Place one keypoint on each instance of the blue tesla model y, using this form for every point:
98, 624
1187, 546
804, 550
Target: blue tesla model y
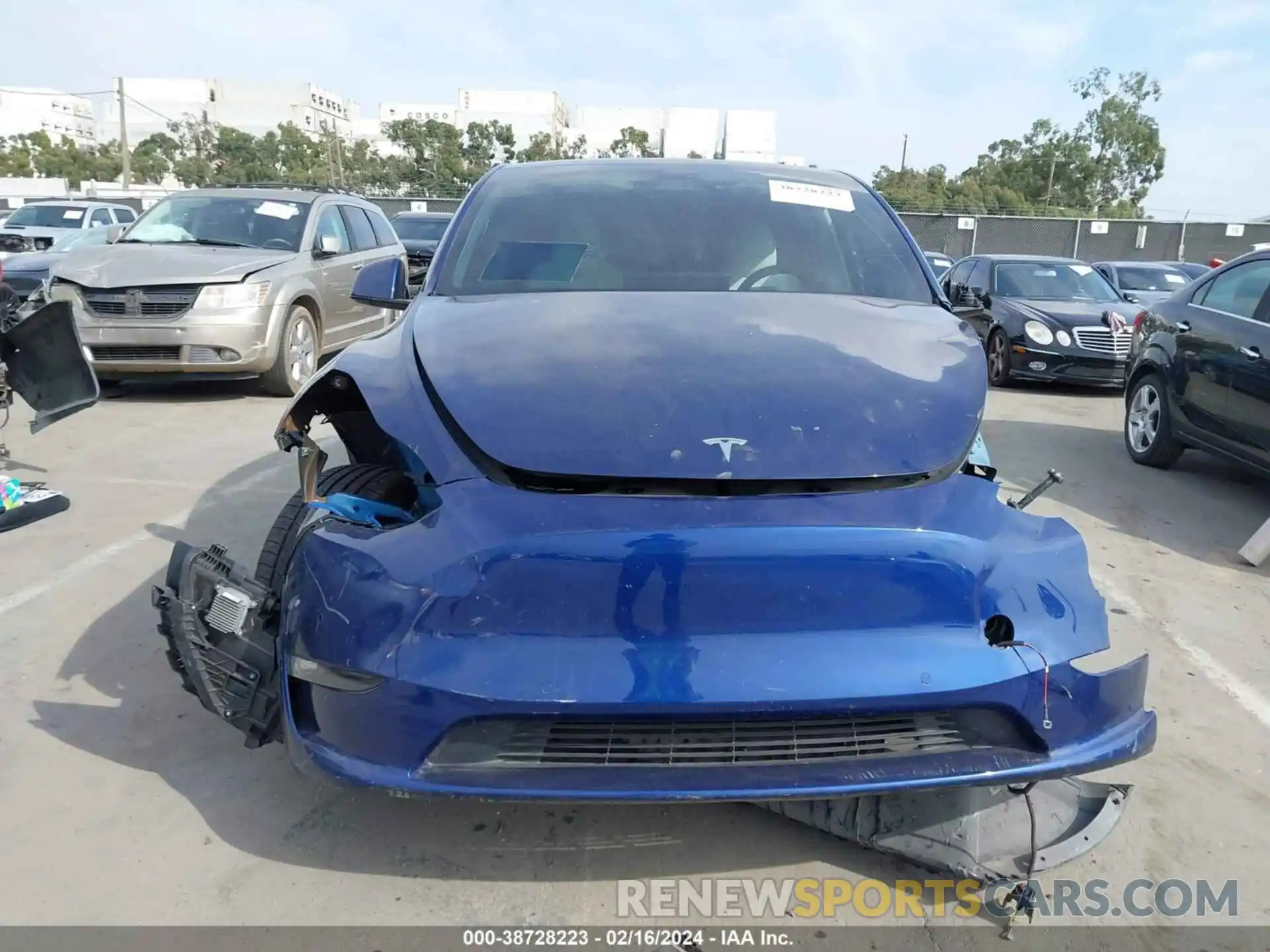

──────────

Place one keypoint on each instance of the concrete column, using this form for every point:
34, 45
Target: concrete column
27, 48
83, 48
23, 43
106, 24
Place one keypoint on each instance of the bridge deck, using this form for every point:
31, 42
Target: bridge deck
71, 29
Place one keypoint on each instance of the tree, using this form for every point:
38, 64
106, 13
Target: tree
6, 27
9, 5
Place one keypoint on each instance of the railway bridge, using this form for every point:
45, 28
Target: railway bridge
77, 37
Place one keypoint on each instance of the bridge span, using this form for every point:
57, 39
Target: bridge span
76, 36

──────────

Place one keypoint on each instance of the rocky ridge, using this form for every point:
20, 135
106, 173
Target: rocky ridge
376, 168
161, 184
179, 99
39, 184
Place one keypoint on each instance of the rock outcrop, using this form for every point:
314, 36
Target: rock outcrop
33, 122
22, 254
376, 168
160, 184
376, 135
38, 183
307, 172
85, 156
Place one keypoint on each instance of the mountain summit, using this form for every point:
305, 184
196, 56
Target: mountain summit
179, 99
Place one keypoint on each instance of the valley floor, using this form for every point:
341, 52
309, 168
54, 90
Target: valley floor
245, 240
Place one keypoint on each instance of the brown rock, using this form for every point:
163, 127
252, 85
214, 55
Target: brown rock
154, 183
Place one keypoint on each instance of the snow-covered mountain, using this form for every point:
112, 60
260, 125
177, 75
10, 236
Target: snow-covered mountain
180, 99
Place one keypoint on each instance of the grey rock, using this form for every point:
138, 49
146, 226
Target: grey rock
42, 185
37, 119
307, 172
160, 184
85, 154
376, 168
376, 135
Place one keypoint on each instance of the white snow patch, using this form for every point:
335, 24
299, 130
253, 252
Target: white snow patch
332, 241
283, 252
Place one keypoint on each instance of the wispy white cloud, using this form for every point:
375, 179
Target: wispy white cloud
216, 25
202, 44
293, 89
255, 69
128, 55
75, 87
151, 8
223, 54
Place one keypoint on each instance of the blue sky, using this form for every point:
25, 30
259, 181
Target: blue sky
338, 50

──────────

* What you need to do: Rewrite everything from the line containing "Place one keypoint on each instance of the blue tesla" down to the line containing "Target: blue tesla model y", with "keypoint" replaced by "marker" and all else left unchanged.

* The solution:
Place one marker on each instance of the blue tesla model y, using this form for every point:
98, 624
1187, 546
804, 550
Target: blue tesla model y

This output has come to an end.